Seit meiner ersten großen Schularbeit in der 10. Klasse 1977 über ein Stellwerk der Bahn höre ich die Aussage, Güter gehören auf die Schiene. Ich selbst war viele Jahre überzeugt, genauso muss es sein. Heute bin ich mir nicht mehr sicher, ob das der grundsätzlich richtige Weg ist.
Seit Jahren liegt die Gütertransportleistung auf der Straße um das 3,5 bis 4-fache über dem der Schiene. Sind wir überzeugt, dass wir mit dem Ausbau der Schiene hieran schnell etwas ändern? Die Initiative „Allianz pro Schiene“ hat gerade wieder die einseitige und nicht übergreifende Förderung der Verkehrsträger angeprangert. Die Kritik ist berechtigt und ohne Zweifel hinken wir im Ausbau unserer Infrastruktur massiv hinterher. Im analogen und digitalen Verkehrswegebau sind wir viel zu langsam. Nur wie können wir das aufholen? An welchen Stellhebeln sollen wir jetzt ansetzen?
Die nachfolgenden Gedanken sind eher Überlegungen als fertige Lösungen und trotzdem sollten wir intensiv darüber nachdenken. In den Unternehmen sind Logistik und Transport wichtige Themen und mehrheitlich fällt die Entscheidung pro Lkw. Zum einem natürlich, weil mit dem Lkw ein Punkt zu Punkt Transport ohne Umladung möglich ist. Aber der Lkw ist vor allem sehr flexibel und ermöglicht den Ausgleich von Schwankungen in der Disposition und Produktion. Zur Not kommt dann schnell noch eine Sonderfahrt hinzu, natürlich auch mit dem Lkw.

▶ [Ausgangsdaten]:
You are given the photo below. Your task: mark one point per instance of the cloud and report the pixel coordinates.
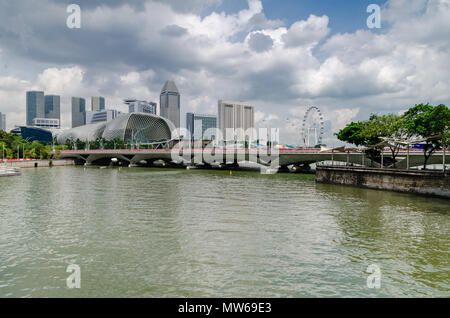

▶ [Aufgaben]:
(A) Fasse den Text über den Gütertransport auf Schiene und Straße in zwei Sätzen zusammen.
(B) Um welchen Faktor liegt laut dem Text über den Gütertransport die Transportleistung auf der Straße über der auf der Schiene?
(C) Greif den Text über den Gütertransport auf Schiene und Straße auf und führe ihn im Anschluss an seinen letzten Satz weiter.

▶ [Antworten]:
(A) Die Überzeugung, dass Güter auf die Schiene gehören, wird im Text angezweifelt, da die Transportleistung auf der Straße seit Jahren das 3,5- bis 4-Fache der Schiene beträgt und der Ausbau der Infrastruktur viel zu langsam vorankommt. In den Unternehmen fällt die Entscheidung meist für den Lkw, weil er Transporte von Punkt zu Punkt ohne Umladung ermöglicht und sehr flexibel auf Schwankungen in Disposition und Produktion reagieren kann.

(B) Um das 3,5- bis 4-Fache.

(C)
Ist der Schienenausbau der richtige Stellhebel für die Zukunft?
Nach unseren Erfahrungen gibt es noch viele Potenziale im gesamten Logistik- und Produktionsverbund. Industrie 4.0 eröffnet viele Möglichkeiten, wenn wir Vertrauen in die Technologie gewinnen. Ein sich selbst steuernder, digitalisierter Logistik- und Produktionsverbund kann nur noch in den Ergebnissen gedanklich nachvollzogen werden. Und manuell mit Excel nachrechnen funktioniert auf keinen Fall. Theoretisch wissen wir alles, jetzt ist die flächendeckende Umsetzung von Industrie 4.0 gefragt. Als „Belohnung“ steigt die Liefertreue bei gleichzeitiger Erhöhung der Flexibilität und wir schaffen die Voraussetzungen für den Transport von Gütern mit einem starren Verkehrssystem wie der Bahn oder dem Schiff.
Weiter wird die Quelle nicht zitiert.